Il legame tra la Sicilia e l’Argentina è racchiuso nel racconto successivo sul vecchio cronista del Clarin che dopo essere intervenuto pubblicamente per spiegare la regola del giornalismo delle 5 w:  Who? (Chi?), What? (Che cosa?), When? (Quando?), Where? (Dove?) e Why? (Perché?) si ritrova a dover rispondere a un ragazzino di 15 anni. Kiki gli contesta che in quella trincea dove vivono vale unicamente la regola delle 5 p: Perchè? Perchè? Perchè? Perchè? Perchè? “Quel giorno ho capito che Buenos Aires non è era così lontana da Palermo”, rivela Bolzoni. Il video di Letizia mentre fotografa la nipote adolescente riempie lo schermo in un istante. L'innocenza di Marta si scontra violentemente con l’immagine opaca dei vicoli di Palermo dentro i quali si perde. Su di lei veglia lo sguardo attento della bambina con il pallone. Occhi che si sovrappongono ad altri occhi. Del Caravaggio rubato non si saprà nulla per chissà quanto tempo. “Perché Palermo rimescola. Perché rovista dentro di sé e rovista dentro di te. La bellezza di Palermo è andare incontro a Palermo. Che ti costringe a guardarti dentro. Che ti lascia nell’incertezza. A volte, nell’inquietudine. A volte, nella felicità”.

## Consegne
1. Traduci in inglese questa frase del testo su Palermo: "Del Caravaggio rubato non si saprà nulla per chissà quanto tempo."
2. Nel testo su Palermo, quanti anni ha il ragazzino che risponde al vecchio cronista del Clarin?
3. Prosegui il testo su Palermo a partire dall'ultima frase.

## Estratti delle voci
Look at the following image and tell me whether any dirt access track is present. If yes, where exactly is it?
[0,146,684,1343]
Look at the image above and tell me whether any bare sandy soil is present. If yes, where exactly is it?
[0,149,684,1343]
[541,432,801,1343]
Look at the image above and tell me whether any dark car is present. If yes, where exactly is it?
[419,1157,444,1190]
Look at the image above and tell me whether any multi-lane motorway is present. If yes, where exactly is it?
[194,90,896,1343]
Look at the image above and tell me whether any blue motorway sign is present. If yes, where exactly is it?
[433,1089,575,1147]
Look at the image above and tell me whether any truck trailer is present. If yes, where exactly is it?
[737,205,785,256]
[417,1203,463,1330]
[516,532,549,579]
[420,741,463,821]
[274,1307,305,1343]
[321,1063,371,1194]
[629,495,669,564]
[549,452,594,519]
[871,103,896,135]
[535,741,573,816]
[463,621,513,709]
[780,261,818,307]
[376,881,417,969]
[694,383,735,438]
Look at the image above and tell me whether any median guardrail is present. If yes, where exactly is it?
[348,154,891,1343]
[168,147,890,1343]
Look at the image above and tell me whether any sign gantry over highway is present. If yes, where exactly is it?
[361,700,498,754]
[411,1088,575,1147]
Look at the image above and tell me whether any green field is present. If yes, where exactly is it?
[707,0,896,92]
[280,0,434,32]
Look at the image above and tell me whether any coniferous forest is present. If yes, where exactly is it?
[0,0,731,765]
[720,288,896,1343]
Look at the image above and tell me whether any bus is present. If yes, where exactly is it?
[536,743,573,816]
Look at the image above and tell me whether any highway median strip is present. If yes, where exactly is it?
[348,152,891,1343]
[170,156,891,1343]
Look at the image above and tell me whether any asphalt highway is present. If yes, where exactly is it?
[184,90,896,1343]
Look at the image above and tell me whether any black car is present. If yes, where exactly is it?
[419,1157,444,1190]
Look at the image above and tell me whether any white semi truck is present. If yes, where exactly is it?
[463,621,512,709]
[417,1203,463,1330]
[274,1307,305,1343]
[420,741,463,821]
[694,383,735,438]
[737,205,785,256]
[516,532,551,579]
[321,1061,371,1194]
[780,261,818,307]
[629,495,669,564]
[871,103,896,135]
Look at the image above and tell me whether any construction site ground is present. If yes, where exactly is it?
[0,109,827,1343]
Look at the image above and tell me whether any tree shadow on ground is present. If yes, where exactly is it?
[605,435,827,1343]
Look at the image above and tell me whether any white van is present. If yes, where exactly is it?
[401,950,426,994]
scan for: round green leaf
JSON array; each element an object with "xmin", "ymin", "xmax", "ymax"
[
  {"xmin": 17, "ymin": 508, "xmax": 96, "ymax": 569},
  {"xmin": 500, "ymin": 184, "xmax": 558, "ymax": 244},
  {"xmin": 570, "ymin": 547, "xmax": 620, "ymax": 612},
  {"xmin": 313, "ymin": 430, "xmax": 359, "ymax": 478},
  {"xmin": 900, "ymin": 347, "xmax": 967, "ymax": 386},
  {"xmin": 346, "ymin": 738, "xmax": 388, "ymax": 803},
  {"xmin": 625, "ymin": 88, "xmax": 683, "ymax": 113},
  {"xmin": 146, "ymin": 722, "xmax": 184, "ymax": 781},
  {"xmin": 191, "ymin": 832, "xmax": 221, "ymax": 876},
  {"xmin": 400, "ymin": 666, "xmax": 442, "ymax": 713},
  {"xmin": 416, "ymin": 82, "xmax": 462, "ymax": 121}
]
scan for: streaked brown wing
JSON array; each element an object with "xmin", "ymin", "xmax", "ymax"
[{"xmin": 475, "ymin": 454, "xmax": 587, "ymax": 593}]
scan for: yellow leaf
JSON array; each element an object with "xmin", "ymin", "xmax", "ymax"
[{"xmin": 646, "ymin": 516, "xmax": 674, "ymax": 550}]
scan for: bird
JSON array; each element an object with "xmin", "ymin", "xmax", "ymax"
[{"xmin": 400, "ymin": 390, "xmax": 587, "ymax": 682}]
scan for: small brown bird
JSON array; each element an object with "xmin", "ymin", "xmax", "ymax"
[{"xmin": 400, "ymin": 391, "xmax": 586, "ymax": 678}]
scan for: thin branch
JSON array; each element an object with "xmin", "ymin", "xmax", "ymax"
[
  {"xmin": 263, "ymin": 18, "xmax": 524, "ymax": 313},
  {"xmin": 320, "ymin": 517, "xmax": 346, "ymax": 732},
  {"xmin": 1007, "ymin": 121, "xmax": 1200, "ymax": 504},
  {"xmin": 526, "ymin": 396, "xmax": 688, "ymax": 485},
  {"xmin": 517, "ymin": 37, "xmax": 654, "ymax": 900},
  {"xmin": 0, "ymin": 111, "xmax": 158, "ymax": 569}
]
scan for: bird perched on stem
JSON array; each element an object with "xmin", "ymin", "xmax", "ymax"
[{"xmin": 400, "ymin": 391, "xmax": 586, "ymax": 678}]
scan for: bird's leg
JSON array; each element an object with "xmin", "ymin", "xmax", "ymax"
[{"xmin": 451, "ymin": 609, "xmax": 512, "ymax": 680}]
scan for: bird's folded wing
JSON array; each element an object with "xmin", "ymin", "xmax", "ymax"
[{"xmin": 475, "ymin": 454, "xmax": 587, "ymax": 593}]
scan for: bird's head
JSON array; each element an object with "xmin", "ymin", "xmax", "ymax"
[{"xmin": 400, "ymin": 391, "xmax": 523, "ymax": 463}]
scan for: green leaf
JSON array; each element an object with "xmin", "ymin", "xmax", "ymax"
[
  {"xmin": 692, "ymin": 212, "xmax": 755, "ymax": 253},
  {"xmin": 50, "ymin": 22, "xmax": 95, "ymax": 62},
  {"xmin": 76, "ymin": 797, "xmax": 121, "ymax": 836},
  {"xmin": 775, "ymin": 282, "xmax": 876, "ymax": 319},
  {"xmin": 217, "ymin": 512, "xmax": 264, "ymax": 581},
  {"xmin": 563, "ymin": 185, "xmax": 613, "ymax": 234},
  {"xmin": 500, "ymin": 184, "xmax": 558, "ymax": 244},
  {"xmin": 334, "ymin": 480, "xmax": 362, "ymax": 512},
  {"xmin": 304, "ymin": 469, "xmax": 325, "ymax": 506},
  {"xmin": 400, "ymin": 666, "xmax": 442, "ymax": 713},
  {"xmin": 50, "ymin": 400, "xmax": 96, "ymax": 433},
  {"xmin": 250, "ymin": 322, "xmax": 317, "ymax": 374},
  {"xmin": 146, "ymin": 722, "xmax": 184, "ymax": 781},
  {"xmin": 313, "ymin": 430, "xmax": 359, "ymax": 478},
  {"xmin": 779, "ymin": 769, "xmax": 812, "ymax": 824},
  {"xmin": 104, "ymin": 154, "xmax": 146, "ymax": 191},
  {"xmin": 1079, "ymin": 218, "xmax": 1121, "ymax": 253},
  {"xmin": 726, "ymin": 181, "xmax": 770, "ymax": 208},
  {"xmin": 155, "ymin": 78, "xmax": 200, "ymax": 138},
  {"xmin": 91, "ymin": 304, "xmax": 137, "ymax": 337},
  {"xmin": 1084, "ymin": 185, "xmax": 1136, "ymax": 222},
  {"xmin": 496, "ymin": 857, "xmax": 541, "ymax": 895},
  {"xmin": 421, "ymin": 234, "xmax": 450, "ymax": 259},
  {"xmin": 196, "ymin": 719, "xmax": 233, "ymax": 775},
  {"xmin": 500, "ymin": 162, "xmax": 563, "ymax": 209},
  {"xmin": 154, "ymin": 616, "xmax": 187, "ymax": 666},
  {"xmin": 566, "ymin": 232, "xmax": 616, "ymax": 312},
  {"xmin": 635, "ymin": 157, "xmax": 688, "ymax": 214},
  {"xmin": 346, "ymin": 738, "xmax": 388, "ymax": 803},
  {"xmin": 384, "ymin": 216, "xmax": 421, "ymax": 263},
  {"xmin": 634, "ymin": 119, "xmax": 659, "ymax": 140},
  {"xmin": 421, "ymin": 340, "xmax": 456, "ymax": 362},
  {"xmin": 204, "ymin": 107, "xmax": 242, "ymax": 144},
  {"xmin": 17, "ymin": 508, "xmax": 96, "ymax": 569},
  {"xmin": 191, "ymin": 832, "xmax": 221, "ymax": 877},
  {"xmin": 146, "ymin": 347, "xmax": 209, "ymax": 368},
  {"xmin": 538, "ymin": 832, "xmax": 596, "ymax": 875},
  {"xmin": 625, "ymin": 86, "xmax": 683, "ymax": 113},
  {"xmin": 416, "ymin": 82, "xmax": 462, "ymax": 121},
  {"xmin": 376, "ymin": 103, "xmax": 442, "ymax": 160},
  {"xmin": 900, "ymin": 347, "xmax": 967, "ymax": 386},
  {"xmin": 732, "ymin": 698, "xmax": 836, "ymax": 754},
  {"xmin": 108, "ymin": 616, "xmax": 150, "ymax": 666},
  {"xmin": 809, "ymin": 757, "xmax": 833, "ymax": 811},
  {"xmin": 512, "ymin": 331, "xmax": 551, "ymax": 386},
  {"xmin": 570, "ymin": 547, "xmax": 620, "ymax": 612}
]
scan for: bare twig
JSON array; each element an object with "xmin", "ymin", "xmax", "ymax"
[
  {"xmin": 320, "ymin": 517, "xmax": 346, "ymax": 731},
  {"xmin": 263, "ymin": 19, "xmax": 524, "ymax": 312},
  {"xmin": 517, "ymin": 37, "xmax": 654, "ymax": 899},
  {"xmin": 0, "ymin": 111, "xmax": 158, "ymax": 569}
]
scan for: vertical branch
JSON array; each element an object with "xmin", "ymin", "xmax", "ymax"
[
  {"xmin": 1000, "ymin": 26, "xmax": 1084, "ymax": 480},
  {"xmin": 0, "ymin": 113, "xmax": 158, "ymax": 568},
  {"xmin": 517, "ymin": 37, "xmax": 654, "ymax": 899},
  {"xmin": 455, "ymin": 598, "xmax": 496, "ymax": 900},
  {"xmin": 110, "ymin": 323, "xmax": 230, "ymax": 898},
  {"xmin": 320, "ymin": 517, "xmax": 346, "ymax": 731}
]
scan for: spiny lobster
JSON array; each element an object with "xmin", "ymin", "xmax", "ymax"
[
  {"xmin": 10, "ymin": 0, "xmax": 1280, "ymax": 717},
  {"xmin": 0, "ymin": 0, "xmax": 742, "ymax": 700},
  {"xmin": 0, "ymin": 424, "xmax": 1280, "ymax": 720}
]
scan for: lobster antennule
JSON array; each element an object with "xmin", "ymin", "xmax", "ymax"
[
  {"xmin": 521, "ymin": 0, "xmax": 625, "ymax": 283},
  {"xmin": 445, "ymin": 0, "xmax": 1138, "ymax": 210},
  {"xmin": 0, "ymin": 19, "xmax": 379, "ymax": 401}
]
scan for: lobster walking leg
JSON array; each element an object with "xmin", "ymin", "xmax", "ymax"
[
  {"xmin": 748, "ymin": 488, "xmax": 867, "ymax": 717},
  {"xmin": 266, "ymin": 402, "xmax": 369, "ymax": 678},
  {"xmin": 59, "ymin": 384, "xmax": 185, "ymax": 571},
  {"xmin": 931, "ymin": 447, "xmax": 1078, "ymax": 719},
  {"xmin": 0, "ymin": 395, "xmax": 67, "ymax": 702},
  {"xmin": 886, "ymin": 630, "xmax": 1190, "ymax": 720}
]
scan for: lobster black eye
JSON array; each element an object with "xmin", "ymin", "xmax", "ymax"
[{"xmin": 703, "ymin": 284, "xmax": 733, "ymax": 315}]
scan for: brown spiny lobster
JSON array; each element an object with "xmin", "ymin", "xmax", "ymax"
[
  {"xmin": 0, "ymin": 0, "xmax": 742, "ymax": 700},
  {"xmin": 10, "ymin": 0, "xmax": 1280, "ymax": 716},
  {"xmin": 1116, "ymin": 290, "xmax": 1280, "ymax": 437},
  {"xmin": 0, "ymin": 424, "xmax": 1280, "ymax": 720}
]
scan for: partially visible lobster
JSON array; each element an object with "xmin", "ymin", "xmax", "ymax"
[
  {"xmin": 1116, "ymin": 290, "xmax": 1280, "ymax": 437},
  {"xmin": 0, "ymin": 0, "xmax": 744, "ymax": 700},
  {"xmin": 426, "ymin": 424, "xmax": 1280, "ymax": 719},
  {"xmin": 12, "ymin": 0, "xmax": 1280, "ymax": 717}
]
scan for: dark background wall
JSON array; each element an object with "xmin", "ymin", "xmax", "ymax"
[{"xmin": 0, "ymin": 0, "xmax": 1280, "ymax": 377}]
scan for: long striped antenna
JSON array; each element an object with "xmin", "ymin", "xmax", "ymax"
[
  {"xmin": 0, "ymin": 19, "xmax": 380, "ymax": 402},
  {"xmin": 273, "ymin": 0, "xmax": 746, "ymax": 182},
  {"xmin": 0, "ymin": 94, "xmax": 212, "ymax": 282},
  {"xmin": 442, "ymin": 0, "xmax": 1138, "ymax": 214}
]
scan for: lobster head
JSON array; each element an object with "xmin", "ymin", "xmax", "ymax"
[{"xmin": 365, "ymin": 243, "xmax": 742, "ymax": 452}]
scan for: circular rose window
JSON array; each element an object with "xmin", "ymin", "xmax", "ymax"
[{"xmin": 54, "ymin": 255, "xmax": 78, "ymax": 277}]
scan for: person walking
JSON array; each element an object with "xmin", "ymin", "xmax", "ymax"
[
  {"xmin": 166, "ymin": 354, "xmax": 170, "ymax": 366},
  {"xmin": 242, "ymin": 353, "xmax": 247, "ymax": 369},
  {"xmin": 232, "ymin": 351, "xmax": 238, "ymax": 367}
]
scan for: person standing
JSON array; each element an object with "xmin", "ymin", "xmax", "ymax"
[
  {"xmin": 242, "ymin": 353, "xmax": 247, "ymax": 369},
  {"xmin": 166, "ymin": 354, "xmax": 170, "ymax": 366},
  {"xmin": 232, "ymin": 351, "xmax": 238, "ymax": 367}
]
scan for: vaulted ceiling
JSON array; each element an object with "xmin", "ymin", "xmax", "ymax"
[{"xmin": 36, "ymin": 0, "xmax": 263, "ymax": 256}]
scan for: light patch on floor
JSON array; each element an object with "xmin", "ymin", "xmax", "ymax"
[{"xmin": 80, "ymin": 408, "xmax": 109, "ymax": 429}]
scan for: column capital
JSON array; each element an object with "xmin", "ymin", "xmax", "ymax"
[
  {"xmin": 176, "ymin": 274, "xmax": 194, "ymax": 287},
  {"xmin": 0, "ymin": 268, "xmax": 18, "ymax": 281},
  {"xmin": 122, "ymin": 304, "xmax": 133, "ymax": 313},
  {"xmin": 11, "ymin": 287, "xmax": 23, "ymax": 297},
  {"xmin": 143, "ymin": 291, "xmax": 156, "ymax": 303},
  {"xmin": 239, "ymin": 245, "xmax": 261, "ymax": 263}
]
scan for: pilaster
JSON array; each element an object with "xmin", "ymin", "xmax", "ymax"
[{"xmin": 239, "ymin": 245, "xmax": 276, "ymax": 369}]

## Esiti per consegna
1. Nothing will be known about the stolen Caravaggio for who knows how long.

2. Ha 15 anni.

3.
Standing ovation dal pubblico. Sul palco il coro intona “tanti auguri” per questa donna caparbia capace di rimettersi in gioco un’altra volta per la sua Palermo. Per quell’umanità che sente così tanto vicino a lei.

Fotogallery © Rosellina Garbo
“Il Caravaggio rubato”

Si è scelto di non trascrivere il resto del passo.